Repeat the entries below exactly. Drop the pictures.

**Data for review:**
"""
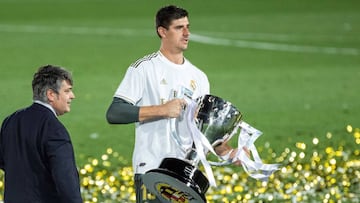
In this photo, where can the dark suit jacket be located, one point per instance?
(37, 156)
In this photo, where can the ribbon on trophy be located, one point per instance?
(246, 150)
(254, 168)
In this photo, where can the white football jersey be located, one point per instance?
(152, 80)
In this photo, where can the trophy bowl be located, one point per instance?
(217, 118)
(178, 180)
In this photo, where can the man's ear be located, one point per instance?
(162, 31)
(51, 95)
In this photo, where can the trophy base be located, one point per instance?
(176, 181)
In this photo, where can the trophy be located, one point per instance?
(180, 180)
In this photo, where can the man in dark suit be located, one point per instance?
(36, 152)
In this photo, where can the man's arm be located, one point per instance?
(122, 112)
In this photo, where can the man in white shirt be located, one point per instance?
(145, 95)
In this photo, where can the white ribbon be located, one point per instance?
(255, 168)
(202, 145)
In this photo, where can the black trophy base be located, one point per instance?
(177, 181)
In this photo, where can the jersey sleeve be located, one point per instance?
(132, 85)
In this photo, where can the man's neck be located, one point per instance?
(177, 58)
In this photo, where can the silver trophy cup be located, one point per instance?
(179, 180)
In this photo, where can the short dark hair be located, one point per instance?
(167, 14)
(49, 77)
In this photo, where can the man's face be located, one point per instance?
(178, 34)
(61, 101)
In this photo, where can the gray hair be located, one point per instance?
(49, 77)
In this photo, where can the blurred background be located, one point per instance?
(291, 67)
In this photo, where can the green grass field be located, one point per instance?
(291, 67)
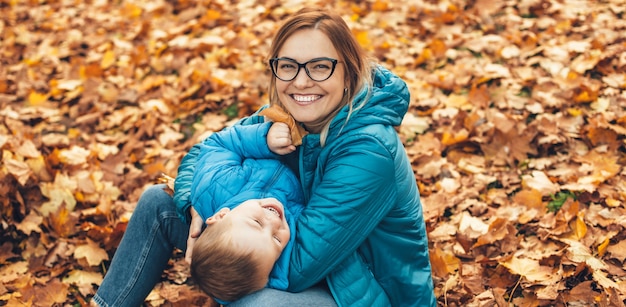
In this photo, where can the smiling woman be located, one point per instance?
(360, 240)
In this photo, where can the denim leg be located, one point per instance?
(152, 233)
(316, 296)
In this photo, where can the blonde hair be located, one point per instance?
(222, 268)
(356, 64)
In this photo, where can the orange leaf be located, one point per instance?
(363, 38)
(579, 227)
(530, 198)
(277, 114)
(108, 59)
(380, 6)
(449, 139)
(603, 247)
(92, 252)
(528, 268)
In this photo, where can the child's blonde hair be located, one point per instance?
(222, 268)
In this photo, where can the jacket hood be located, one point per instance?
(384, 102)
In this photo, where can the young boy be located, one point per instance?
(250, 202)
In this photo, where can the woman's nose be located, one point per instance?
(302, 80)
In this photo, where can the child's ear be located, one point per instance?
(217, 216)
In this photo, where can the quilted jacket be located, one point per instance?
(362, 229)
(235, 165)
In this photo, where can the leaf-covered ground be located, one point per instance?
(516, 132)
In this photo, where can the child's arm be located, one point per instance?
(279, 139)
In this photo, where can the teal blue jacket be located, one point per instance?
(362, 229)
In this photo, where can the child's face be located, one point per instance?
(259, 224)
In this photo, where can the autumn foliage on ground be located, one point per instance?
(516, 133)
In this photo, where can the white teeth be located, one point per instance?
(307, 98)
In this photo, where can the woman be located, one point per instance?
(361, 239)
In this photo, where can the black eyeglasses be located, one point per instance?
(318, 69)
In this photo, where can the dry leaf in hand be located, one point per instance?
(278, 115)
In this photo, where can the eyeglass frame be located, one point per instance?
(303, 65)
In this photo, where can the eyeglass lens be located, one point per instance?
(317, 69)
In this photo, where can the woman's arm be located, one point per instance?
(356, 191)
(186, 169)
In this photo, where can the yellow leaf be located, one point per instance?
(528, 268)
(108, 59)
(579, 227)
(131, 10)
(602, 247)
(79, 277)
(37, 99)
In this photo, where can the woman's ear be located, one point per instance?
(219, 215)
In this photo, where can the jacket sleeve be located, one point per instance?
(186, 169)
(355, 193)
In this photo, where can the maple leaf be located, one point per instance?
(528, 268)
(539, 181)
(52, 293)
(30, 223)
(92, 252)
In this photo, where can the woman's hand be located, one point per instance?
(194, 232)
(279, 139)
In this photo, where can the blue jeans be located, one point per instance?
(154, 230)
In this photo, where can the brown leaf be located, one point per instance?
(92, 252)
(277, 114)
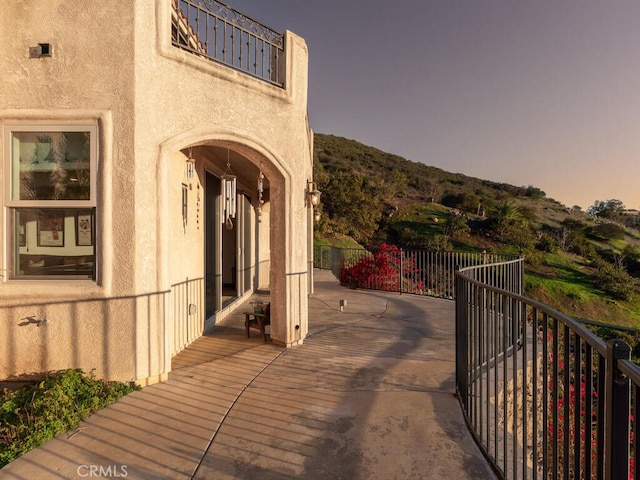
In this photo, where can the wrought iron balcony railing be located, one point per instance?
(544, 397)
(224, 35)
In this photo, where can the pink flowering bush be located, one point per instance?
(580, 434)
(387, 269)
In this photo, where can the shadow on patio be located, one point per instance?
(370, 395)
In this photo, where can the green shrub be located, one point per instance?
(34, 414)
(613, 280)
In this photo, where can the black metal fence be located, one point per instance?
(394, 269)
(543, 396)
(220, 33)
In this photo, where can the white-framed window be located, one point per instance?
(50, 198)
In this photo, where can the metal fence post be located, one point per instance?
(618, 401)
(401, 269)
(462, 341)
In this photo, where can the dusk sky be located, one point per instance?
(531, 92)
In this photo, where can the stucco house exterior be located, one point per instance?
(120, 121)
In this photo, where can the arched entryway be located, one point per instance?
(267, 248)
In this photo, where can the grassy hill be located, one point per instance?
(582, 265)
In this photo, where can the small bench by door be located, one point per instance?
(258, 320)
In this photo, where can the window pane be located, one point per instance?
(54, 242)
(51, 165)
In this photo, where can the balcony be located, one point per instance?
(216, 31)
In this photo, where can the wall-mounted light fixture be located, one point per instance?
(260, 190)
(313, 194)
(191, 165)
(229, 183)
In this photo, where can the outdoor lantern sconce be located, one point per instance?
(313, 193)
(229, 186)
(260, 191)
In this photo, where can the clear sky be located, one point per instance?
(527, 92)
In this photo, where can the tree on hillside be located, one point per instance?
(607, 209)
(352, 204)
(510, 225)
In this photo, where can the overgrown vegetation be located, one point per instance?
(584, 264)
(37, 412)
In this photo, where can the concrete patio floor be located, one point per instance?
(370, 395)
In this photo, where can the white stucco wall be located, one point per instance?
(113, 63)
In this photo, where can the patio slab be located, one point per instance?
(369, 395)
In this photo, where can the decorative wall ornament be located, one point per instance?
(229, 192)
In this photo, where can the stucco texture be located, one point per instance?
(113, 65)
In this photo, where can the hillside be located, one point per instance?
"""
**Answer for this exercise:**
In this photo, where can the dark suit jacket be located, one point per instance?
(37, 156)
In this photo, where can the ribbon on trophy be located, one point per instance?
(246, 150)
(254, 168)
In this photo, where can the white football jersey be located, one point per instance?
(152, 80)
In this photo, where can the trophy bowl be located, one point per instance?
(217, 118)
(178, 180)
In this photo, where can the man's ear be located, one point per instance?
(162, 31)
(51, 95)
In this photo, where can the trophy base be located, one point per instance?
(176, 181)
In this photo, where can the trophy be located, one point per instance?
(180, 180)
In this photo, where can the man in dark suit be located, one point per instance?
(36, 152)
In this photo, where can the man's arm be located, one point per instance?
(122, 112)
In this photo, where can the man in white shirt be located, one point per instance?
(145, 95)
In this photo, where can the white ribbon be located, one point per instance?
(255, 168)
(202, 145)
In this photo, where can the black trophy base be located, one point per instance?
(177, 181)
In this photo, where can the jersey sleeve be located, one point per instance?
(132, 85)
In this photo, where can the man's neck be located, one point per instance?
(177, 58)
In this photo, where can the silver trophy cup be located, one point per instance?
(179, 180)
In this photo, where can the short dark hair be located, one point per instance?
(167, 14)
(49, 77)
In this photo, where can the man's face be located, one point per instance?
(178, 34)
(61, 101)
In this photo, where can the gray hair be located, one point per instance?
(49, 77)
In this photo, where can the blurred background be located, one point per instance?
(291, 67)
In this photo, where can the green grass field be located, one point per instance?
(291, 67)
In this photo, where can the smiling woman be located, one point per instance?
(360, 240)
In this photo, where can the denim leg be located, one point per instance?
(152, 233)
(316, 296)
In this photo, where can the blonde hair be located, one point per instance?
(222, 268)
(356, 64)
In this photo, where can the orange leaf be located, one point per instance?
(363, 38)
(579, 227)
(530, 198)
(277, 114)
(108, 59)
(380, 6)
(449, 139)
(603, 247)
(92, 252)
(528, 268)
In this photo, where can the child's blonde hair be located, one point per instance?
(222, 268)
In this photo, where can the jacket hood be located, one point per instance?
(384, 102)
In this photo, where can the young boy be located, one point per instance?
(250, 202)
In this photo, where can the woman's nose be located, one point per instance?
(302, 80)
In this photo, where can the child's ear be located, one point per instance?
(217, 216)
In this photo, where can the quilted jacket be located, one point per instance?
(362, 229)
(235, 165)
In this photo, where can the leaf-covered ground be located, one point per instance?
(516, 132)
In this photo, where can the child's arm be located, one point per instance?
(279, 139)
In this photo, where can the teal blue jacket be located, one point per instance?
(362, 229)
In this photo, where can the child's face be located, one point per instance?
(259, 224)
In this photo, where can the autumn foliage on ground be located, one point per instance?
(516, 133)
In this photo, where can the white teeth be located, one point per instance?
(307, 98)
In this photo, where can the woman be located, one point per instance?
(361, 239)
In this photo, where can the black eyeglasses be located, one point per instance?
(318, 69)
In this photo, where can the dry leaf in hand be located, one point per instance?
(278, 115)
In this photo, where can the eyeglass frame be located, one point per instance?
(303, 65)
In this photo, where can the eyeglass lens be located, one point per instance?
(317, 69)
In this photo, where can the woman's arm be located, one point per instance?
(356, 191)
(186, 169)
In this photo, where can the yellow leaf be located, one point per instance?
(528, 268)
(108, 59)
(579, 227)
(131, 10)
(602, 247)
(79, 277)
(37, 99)
In this photo, where can the woman's ear be located, one point per instance?
(219, 215)
In this photo, where can the jacket sleeve be located, one point per instance?
(186, 169)
(355, 193)
In this photo, where can the maple leaf be located, one point per instance?
(528, 268)
(539, 181)
(52, 293)
(30, 223)
(92, 252)
In this photo, where can the woman's hand be located, one point per instance?
(194, 232)
(279, 139)
In this photo, where can the blue jeans be located, one point per instance?
(154, 230)
In this photo, where can the brown leaf be located, one point per instance?
(92, 252)
(277, 114)
In this photo, where can the wrought iron balcony railing be located, one point per instance?
(544, 397)
(224, 35)
In this photo, where can the pink flowering bush be located, one point per instance?
(580, 434)
(387, 269)
In this photo, where can the shadow on patio be located, one point per instance?
(370, 395)
In this photo, where can the green shrub be located, one point per instance?
(34, 414)
(613, 280)
In this photo, where can the black metal fence be located, one point per instance?
(394, 269)
(543, 396)
(220, 33)
In this photo, where can the white-framed window be located, one point per instance?
(50, 198)
In this photo, where can the metal fence post be located, one point per instance?
(618, 401)
(401, 269)
(462, 341)
In this photo, where can the dusk sky be located, one point per instance?
(531, 92)
In this photo, where can the stucco house exterior be located, one point per instance?
(120, 121)
In this photo, where can the arched entryway be located, one point per instance?
(267, 248)
In this photo, where can the grassy hill be located, one point per instance?
(582, 265)
In this photo, where can the small bench by door be located, one point per instance?
(258, 320)
In this photo, where can the window pane be located, one point per instance?
(54, 242)
(51, 165)
In this photo, where can the balcony be located, one point per instance?
(216, 31)
In this photo, where can the wall-mounted light fixture be located, one point per instance?
(260, 190)
(313, 194)
(191, 165)
(229, 183)
In this photo, where can the outdoor lantern sconce be located, one point per instance?
(313, 193)
(229, 186)
(260, 191)
In this photo, where can the clear sky be located, one point per instance?
(527, 92)
In this photo, where can the tree on hillside be located, one point per instance?
(607, 209)
(352, 204)
(510, 225)
In this photo, where can the overgrown vegetation be located, one point per instance?
(584, 264)
(37, 412)
In this photo, where can the concrete patio floor be located, one point per instance?
(370, 395)
In this photo, where can the white stucco wall be located, one point per instance?
(113, 63)
In this photo, where can the patio slab be located, one point per instance?
(369, 395)
In this photo, where can the decorative wall ornament be located, one point per instance?
(229, 192)
In this photo, where can the stucco texture be located, one point per instance?
(113, 65)
In this photo, where can the hillside be located, one point per instance?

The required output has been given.